● TASK PROMPT
Repeat the data verbatim, images excluded.

● INFORMATION
════════
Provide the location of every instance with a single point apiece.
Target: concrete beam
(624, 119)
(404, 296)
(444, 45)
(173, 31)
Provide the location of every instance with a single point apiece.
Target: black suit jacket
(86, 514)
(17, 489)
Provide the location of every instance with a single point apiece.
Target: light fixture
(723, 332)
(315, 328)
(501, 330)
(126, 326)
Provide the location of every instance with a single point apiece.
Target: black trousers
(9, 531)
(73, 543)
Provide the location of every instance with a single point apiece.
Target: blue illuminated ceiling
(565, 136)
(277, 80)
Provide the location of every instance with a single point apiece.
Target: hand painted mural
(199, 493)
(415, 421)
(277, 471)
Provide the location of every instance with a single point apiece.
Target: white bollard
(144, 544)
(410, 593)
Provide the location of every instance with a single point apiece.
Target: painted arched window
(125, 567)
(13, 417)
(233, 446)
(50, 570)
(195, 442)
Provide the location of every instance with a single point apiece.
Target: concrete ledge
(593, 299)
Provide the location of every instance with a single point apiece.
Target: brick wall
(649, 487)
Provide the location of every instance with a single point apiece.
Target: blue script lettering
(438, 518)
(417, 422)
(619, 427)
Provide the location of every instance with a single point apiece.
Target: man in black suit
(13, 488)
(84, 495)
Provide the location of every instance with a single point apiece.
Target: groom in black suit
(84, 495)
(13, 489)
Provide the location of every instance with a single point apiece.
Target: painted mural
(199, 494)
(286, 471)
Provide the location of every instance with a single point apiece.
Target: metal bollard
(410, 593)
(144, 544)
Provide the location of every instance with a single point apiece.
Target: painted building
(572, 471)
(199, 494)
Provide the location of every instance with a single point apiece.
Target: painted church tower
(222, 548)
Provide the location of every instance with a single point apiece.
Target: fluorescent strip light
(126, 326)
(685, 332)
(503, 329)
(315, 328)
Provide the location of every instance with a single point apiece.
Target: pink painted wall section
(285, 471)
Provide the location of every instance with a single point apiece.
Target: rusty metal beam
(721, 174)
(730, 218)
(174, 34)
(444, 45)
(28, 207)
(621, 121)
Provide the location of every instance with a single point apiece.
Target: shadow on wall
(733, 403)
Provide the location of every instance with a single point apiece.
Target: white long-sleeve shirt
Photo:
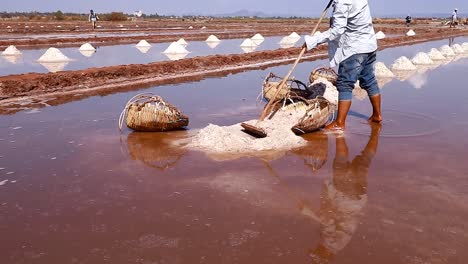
(351, 31)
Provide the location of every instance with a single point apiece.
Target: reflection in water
(155, 149)
(343, 198)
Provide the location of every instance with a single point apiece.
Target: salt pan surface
(53, 55)
(403, 64)
(435, 54)
(422, 59)
(11, 51)
(382, 71)
(212, 38)
(176, 48)
(87, 47)
(143, 43)
(447, 51)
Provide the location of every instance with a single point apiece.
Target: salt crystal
(87, 47)
(382, 71)
(435, 54)
(411, 33)
(11, 51)
(447, 51)
(403, 64)
(143, 43)
(212, 38)
(175, 48)
(380, 35)
(422, 59)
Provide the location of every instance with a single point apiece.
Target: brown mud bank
(128, 77)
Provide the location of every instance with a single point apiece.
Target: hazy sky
(178, 7)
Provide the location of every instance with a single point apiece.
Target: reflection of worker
(344, 198)
(454, 21)
(93, 18)
(352, 45)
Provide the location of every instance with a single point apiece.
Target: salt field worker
(93, 18)
(352, 47)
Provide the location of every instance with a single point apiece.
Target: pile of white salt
(11, 51)
(53, 55)
(403, 64)
(422, 59)
(435, 54)
(447, 51)
(381, 71)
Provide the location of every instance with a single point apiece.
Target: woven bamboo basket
(292, 88)
(318, 114)
(150, 113)
(323, 72)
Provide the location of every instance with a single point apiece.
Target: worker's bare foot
(375, 119)
(334, 127)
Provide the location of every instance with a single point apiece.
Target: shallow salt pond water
(75, 190)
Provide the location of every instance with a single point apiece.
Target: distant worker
(408, 20)
(352, 47)
(454, 21)
(93, 18)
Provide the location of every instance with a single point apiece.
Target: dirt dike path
(73, 85)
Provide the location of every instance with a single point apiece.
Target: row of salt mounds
(87, 47)
(447, 51)
(175, 48)
(53, 55)
(212, 38)
(458, 49)
(143, 43)
(411, 33)
(11, 51)
(435, 54)
(381, 71)
(422, 59)
(380, 35)
(403, 64)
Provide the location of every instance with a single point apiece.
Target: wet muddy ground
(75, 190)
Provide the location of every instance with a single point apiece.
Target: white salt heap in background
(11, 51)
(403, 64)
(411, 33)
(422, 59)
(381, 71)
(447, 51)
(458, 49)
(435, 54)
(53, 55)
(212, 38)
(380, 35)
(143, 43)
(176, 48)
(87, 47)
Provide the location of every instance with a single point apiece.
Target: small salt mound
(182, 42)
(143, 43)
(248, 43)
(435, 54)
(176, 48)
(411, 33)
(422, 59)
(403, 64)
(380, 35)
(294, 35)
(212, 38)
(458, 49)
(447, 51)
(381, 71)
(87, 47)
(258, 36)
(53, 55)
(11, 51)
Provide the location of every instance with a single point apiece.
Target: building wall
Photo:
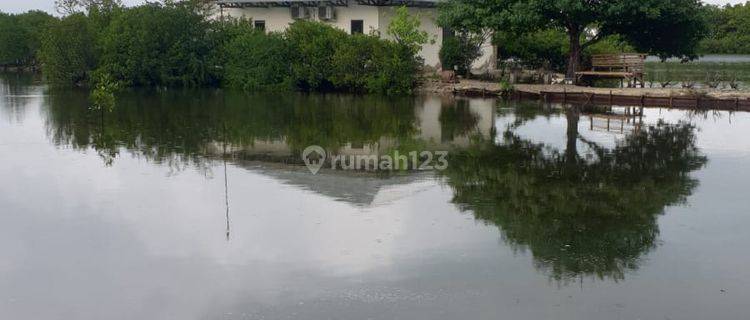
(375, 20)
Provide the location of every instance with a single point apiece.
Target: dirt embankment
(473, 87)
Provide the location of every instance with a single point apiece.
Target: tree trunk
(575, 54)
(572, 115)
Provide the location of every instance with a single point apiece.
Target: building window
(260, 25)
(448, 33)
(358, 26)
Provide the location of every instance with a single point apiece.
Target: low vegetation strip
(183, 44)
════════
● RESPONSE BELOW
Provide the location of every instance with a single point apiece.
Target: concrete beam
(624, 119)
(404, 296)
(444, 45)
(173, 31)
Provide the location of every instance with a single point apiece.
Target: black suit jacket
(86, 514)
(17, 489)
Provide the location of every instance with a single point apiece.
Target: light fixture
(723, 332)
(315, 328)
(501, 330)
(126, 326)
Provide the location of every instance with a single point apiece.
Target: black trousers
(9, 531)
(73, 543)
Provide the location of every instance with a single point apiece.
Target: blue illuminated ceiling
(565, 136)
(277, 80)
Provide the location of every instance with a single point apiece.
Target: hand painted mural
(199, 493)
(415, 421)
(277, 471)
Provide the location of every instance with a single point apiece.
Target: white bollard
(144, 544)
(410, 593)
Provide the location of every instance with a single point apiece.
Target: painted arched window
(125, 567)
(13, 417)
(233, 446)
(50, 570)
(195, 442)
Provide the location of every instance with a single point apiece.
Target: concrete ledge
(593, 299)
Provide the location of every instance with a single point apiece.
Target: brick wall
(649, 487)
Provide the location of every instance with a single point apiece.
Target: blue script lettering
(438, 518)
(417, 422)
(619, 427)
Provide the location of every instance with a single point apiece.
Target: man in black suit
(13, 488)
(84, 495)
Provide the location of every instance with a single point apiece.
Target: groom in black suit
(84, 495)
(13, 489)
Provide the location of every instance with a single point apiece.
Target: painted mural
(199, 494)
(286, 471)
Provide the location of every instance with a single point apiece.
Target: metal bollard
(410, 593)
(144, 544)
Provide the location of every instance with a single point apiece.
Target: painted building
(572, 471)
(199, 494)
Provide the location of every instance with a single point apiece.
Target: painted church tower
(222, 548)
Provide the location of every instance with a single point apiece.
Target: fluorescent strip light
(126, 326)
(685, 332)
(503, 329)
(315, 328)
Provide the location of every instance with a single point apiece.
Target: pink painted wall section
(285, 471)
Provide the location of every instance with a single point apiece.
Target: rusty metal beam
(721, 174)
(730, 218)
(174, 34)
(444, 45)
(28, 207)
(621, 121)
Provide the location of every instance with a single point apiece.
Target: shadow on wall
(733, 403)
Provide the location of every instance with a single point apiece.
Target: white long-sleeve shirt
Photo:
(351, 31)
Provide the location of every instance with a single point apiece.
Target: reflection in water
(155, 149)
(343, 198)
Provide the location of every instance with a single point apiece.
Target: salt pan surface
(53, 55)
(403, 64)
(435, 54)
(422, 59)
(11, 51)
(382, 71)
(212, 38)
(176, 48)
(87, 47)
(143, 43)
(447, 51)
Provide the location of every instance with a single point apiece.
Target: salt crystal
(87, 47)
(382, 71)
(435, 54)
(411, 33)
(11, 51)
(447, 51)
(403, 64)
(143, 43)
(212, 38)
(175, 48)
(380, 35)
(422, 59)
Provide the location of every instance with a single point apiece.
Target: brown mud bank
(128, 77)
Provide the location of every instance with a single point apiece.
Target: hazy sky
(178, 7)
Provide the location of every instance with a single point apiece.
Target: reflection of worker
(344, 198)
(454, 21)
(93, 18)
(352, 45)
Provide the location of every instance with a single point apiece.
Target: salt field worker
(93, 18)
(352, 47)
Provide the location of every instance with a single point apiece.
Target: pile of white salt
(11, 51)
(53, 55)
(403, 64)
(422, 59)
(435, 54)
(447, 51)
(381, 71)
Provide the location of every instance with a single point apiece.
Target: woven bamboo basket
(292, 88)
(318, 114)
(150, 113)
(323, 72)
Provide the location of every instance with a single point apiece.
Target: worker's bare foot
(375, 119)
(334, 127)
Provide the location of every instance with a single point apiece.
Target: shallow salt pond water
(75, 190)
Provide the location of every instance with a single point apiece.
Target: distant worker
(408, 20)
(352, 47)
(454, 21)
(93, 18)
Provide the location of every instance with a single point apiece.
Target: dirt dike path
(73, 85)
Provide the location of every instance with a single point apiece.
Target: row of salt mounds
(87, 47)
(447, 51)
(175, 48)
(53, 55)
(212, 38)
(458, 49)
(143, 43)
(411, 33)
(11, 51)
(435, 54)
(381, 71)
(422, 59)
(380, 35)
(403, 64)
Provide the location of every instance with a single point apiece.
Target: wet muddy ground
(75, 190)
Provide the location of every instance with a single point apiece.
Target: white salt heap in background
(11, 51)
(403, 64)
(411, 33)
(422, 59)
(381, 71)
(447, 51)
(458, 49)
(435, 54)
(53, 55)
(212, 38)
(380, 35)
(143, 43)
(176, 48)
(87, 47)
Provide the location of every instance with a single point apiece.
Target: small salt mound
(182, 42)
(143, 43)
(248, 43)
(435, 54)
(176, 48)
(411, 33)
(422, 59)
(403, 64)
(380, 35)
(294, 35)
(212, 38)
(458, 49)
(447, 51)
(381, 71)
(87, 47)
(258, 36)
(53, 55)
(11, 51)
Provide the location of every instance with a single point apiece.
Target: building wall
Photo:
(375, 20)
Provide the location of every instance with a single point apiece.
Target: dirt embankment
(473, 87)
Provide the location of every instance with a single point apiece.
Target: tree trunk
(575, 54)
(572, 115)
Provide the location of every instance with a single point apiece.
Target: building window
(260, 25)
(448, 33)
(358, 26)
Provide the location of every instance with a single point apiece.
Target: low vegetation strip
(183, 44)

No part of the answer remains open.